▶ _PROMPT_
Put the items below into a numbered list, skipping any blank lines and leaving out the pictures.

(Source records)
=======
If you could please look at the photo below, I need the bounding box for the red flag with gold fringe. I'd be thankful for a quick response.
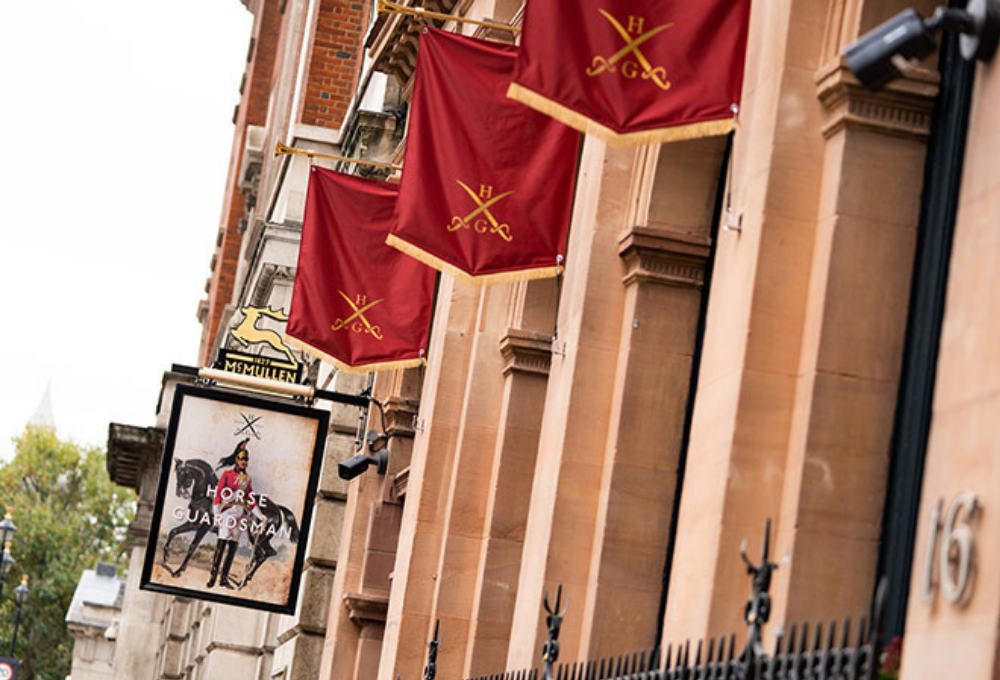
[509,0,750,146]
[387,29,580,283]
[285,167,435,372]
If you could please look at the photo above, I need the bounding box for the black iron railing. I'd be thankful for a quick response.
[425,521,886,680]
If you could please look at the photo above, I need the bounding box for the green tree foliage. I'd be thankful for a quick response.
[0,426,135,680]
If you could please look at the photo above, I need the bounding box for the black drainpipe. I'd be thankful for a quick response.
[653,133,733,648]
[878,19,975,638]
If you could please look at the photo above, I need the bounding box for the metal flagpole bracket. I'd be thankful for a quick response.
[542,583,569,680]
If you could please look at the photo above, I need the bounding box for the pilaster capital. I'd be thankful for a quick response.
[618,226,711,288]
[500,328,552,376]
[383,396,418,439]
[344,593,389,628]
[816,58,941,142]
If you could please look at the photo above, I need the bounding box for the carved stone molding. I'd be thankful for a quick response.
[250,262,295,307]
[816,60,941,142]
[500,328,552,376]
[344,593,389,628]
[365,0,457,83]
[384,396,418,439]
[618,227,711,288]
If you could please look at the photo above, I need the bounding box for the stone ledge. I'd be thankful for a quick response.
[816,58,941,142]
[618,227,711,288]
[500,328,552,376]
[384,396,419,439]
[344,593,389,626]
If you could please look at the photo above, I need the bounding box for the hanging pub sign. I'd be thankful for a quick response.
[140,385,330,614]
[221,306,302,384]
[386,29,581,283]
[508,0,750,146]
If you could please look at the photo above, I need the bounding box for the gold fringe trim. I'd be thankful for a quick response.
[285,333,427,373]
[385,234,563,286]
[507,83,733,147]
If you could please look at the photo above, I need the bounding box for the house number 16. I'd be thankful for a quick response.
[923,491,978,604]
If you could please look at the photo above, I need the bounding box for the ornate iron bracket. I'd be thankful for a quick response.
[424,619,441,680]
[740,518,788,678]
[542,583,569,680]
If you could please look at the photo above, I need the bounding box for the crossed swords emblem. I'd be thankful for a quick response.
[448,179,514,243]
[587,9,673,90]
[330,290,385,340]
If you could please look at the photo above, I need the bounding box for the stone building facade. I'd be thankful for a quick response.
[103,0,1000,680]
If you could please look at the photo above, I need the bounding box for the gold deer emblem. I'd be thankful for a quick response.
[229,306,298,364]
[447,180,514,243]
[586,9,673,90]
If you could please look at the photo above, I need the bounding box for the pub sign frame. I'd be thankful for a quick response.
[139,385,330,614]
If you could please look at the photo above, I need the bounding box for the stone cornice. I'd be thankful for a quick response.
[385,396,418,439]
[618,227,711,288]
[816,59,941,141]
[500,328,552,376]
[344,593,389,626]
[365,0,458,83]
[106,423,166,491]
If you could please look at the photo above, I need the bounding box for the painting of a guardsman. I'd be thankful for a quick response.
[140,385,329,614]
[206,438,264,588]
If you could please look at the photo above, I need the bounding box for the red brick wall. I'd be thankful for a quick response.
[299,0,371,128]
[198,1,282,365]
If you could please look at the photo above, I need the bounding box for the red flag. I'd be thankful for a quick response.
[285,167,435,372]
[387,29,580,282]
[508,0,750,145]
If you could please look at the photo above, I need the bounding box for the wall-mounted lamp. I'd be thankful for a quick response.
[337,430,389,480]
[844,0,1000,90]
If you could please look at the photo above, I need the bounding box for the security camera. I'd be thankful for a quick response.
[337,449,389,480]
[844,0,1000,90]
[844,9,937,90]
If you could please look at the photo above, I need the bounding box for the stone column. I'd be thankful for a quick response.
[274,374,368,680]
[462,314,554,677]
[581,222,722,658]
[507,138,637,669]
[108,423,167,680]
[774,63,938,623]
[319,369,420,680]
[378,276,480,680]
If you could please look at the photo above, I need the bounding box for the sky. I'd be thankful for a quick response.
[0,0,253,460]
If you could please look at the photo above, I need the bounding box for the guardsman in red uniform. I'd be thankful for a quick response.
[207,439,257,588]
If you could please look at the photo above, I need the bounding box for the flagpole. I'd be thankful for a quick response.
[378,0,521,33]
[274,142,403,170]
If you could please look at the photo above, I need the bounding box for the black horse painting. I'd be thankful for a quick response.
[240,501,299,588]
[163,458,299,588]
[163,458,219,577]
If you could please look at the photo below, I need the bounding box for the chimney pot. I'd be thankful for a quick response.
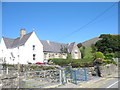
=======
▶ _FULL ANSWER_
1. If you could please look at the photo below, I need the bounding box for the red flag with gold fringe. I'd be thankful for a quick response.
2. [509,0,750,146]
3. [387,29,580,283]
4. [285,167,435,372]
5. If you could please look at the photo above, I need the bounding box for the black iron railing. I'd be thankful for a quick response.
6. [425,521,886,680]
7. If you could please look at the photo above, I need the bounding box for the green tree foliage. I'd be thankful for a quick response.
8. [0,426,135,680]
9. If you could please look at the photo above, I need the bounding box for the black drainpipe. I'd be thankful for a quick response.
10. [653,133,733,648]
11. [878,19,975,638]
12. If you could please look at the photo above, I need the bounding box for the metal flagpole bracket. I'd be thankful for a quick response.
13. [542,583,569,680]
14. If you could please look at the photo above, I need the bounding box for the pilaster capital. I'd be thankful for a quick response.
15. [618,226,711,288]
16. [500,328,552,376]
17. [383,396,418,439]
18. [344,593,389,628]
19. [816,58,941,142]
20. If you could please look at the photo above, I need the bounding box for the carved stone molding. I'd be thankful for a quick response.
21. [250,262,295,307]
22. [816,60,941,142]
23. [500,328,552,376]
24. [344,593,389,628]
25. [365,0,457,83]
26. [384,396,418,439]
27. [618,227,711,288]
28. If you could please look at the photo above, I need the bounding box for the stone ledge. I'd be thankful for a quick response.
29. [816,58,941,142]
30. [618,227,711,288]
31. [500,328,552,376]
32. [384,396,419,439]
33. [344,593,389,626]
34. If you could please look at the photo above, I need the bounding box for the hanging pub sign. I'd be thankful for a quick response.
35. [140,385,330,614]
36. [221,306,302,384]
37. [386,29,581,283]
38. [508,0,750,146]
39. If you could please look at the photo above, I need the bounding box for the gold fringe trim. I'd be thankful for a quick response.
40. [285,333,427,373]
41. [385,234,563,286]
42. [507,83,733,147]
43. If you could please look at the photo above, I need the bounding box for the house number 16. I'd be thankful for a quick response.
44. [923,491,978,604]
45. If you could please look at the photo above, I need the bounding box for the ornate iron bracket. I'd be thankful for a quick response.
46. [424,619,441,680]
47. [740,518,788,678]
48. [542,583,569,680]
49. If you could please look at the photo above, I need the bounding box for the crossed swords emblem. I'd be thankful for a quick response.
50. [448,179,514,243]
51. [587,9,673,90]
52. [330,290,385,340]
53. If you could please look at the photo above, I need the bounding box for the stone building facade. I'd be thankful for a quick response.
54. [103,0,1000,680]
55. If you could please look at the photo above, I need the bounding box for the gold deer emblem. I'd be thankful for a quick response.
56. [229,306,298,364]
57. [447,180,514,243]
58. [586,9,673,90]
59. If you could please look at the photo above, I need the bounding box for the pub sign frame. I'd be thankful for a quick response.
60. [139,385,330,614]
61. If you could please look at the photo above, I need the bounding box for the stone cornice. I'd be thankful for a quick response.
62. [385,396,418,439]
63. [618,227,711,288]
64. [816,59,941,141]
65. [500,328,552,376]
66. [344,593,389,626]
67. [365,0,458,83]
68. [106,423,166,491]
69. If you could please look at the photo above, I need the bounding box for the painting of a guardsman. I'd be thankful for a quick response.
70. [140,385,329,614]
71. [206,438,264,588]
72. If you could please look at the photo above, I need the bounding box for the red brick wall. I'd be thankful for a quick response.
73. [299,0,371,128]
74. [198,1,282,365]
75. If you could please look at the photo above, I need the bounding box for the red flag. I'd be thankful for a quick response.
76. [285,167,435,372]
77. [387,29,580,282]
78. [508,0,750,145]
79. If you could please look at the photo above, I need the bounding box for the wall-mounted lamp. I'd be thankful for a quick response.
80. [337,430,389,480]
81. [844,0,1000,90]
82. If you could please look at the photo above, I need the bounding box for the security camera. I'd be thankful for a quick response.
83. [337,449,389,480]
84. [844,0,1000,90]
85. [844,9,937,90]
86. If you could please look at the photo above, I need the bounding box for the stone column. I'd be thankful for a quick response.
87. [274,374,368,680]
88. [462,314,554,677]
89. [581,222,722,658]
90. [507,138,637,669]
91. [108,423,167,680]
92. [774,63,938,623]
93. [319,369,420,680]
94. [378,276,480,680]
95. If you could please look at the photo above, I need the bounding box for the sky. I'd be thankful for a quick response.
96. [0,0,253,460]
97. If you could please look at the photo above, I need the bounding box for the guardsman in red uniform. I'd be thankful for a quick response.
98. [207,439,257,588]
99. If you could please look at the photo above, I need the bounding box for the flagpole. I'd be thankful for a quick response.
100. [378,0,521,33]
101. [274,142,403,170]
102. If you could please look at the photo above, I need the bounding box for the black horse painting. I'd be thankful for a quick response.
103. [240,501,299,588]
104. [163,458,299,588]
105. [163,458,219,577]
106. If you could please look at the photo below, I need the bounding box for the chimney pot. I'd be thankful for a quick response.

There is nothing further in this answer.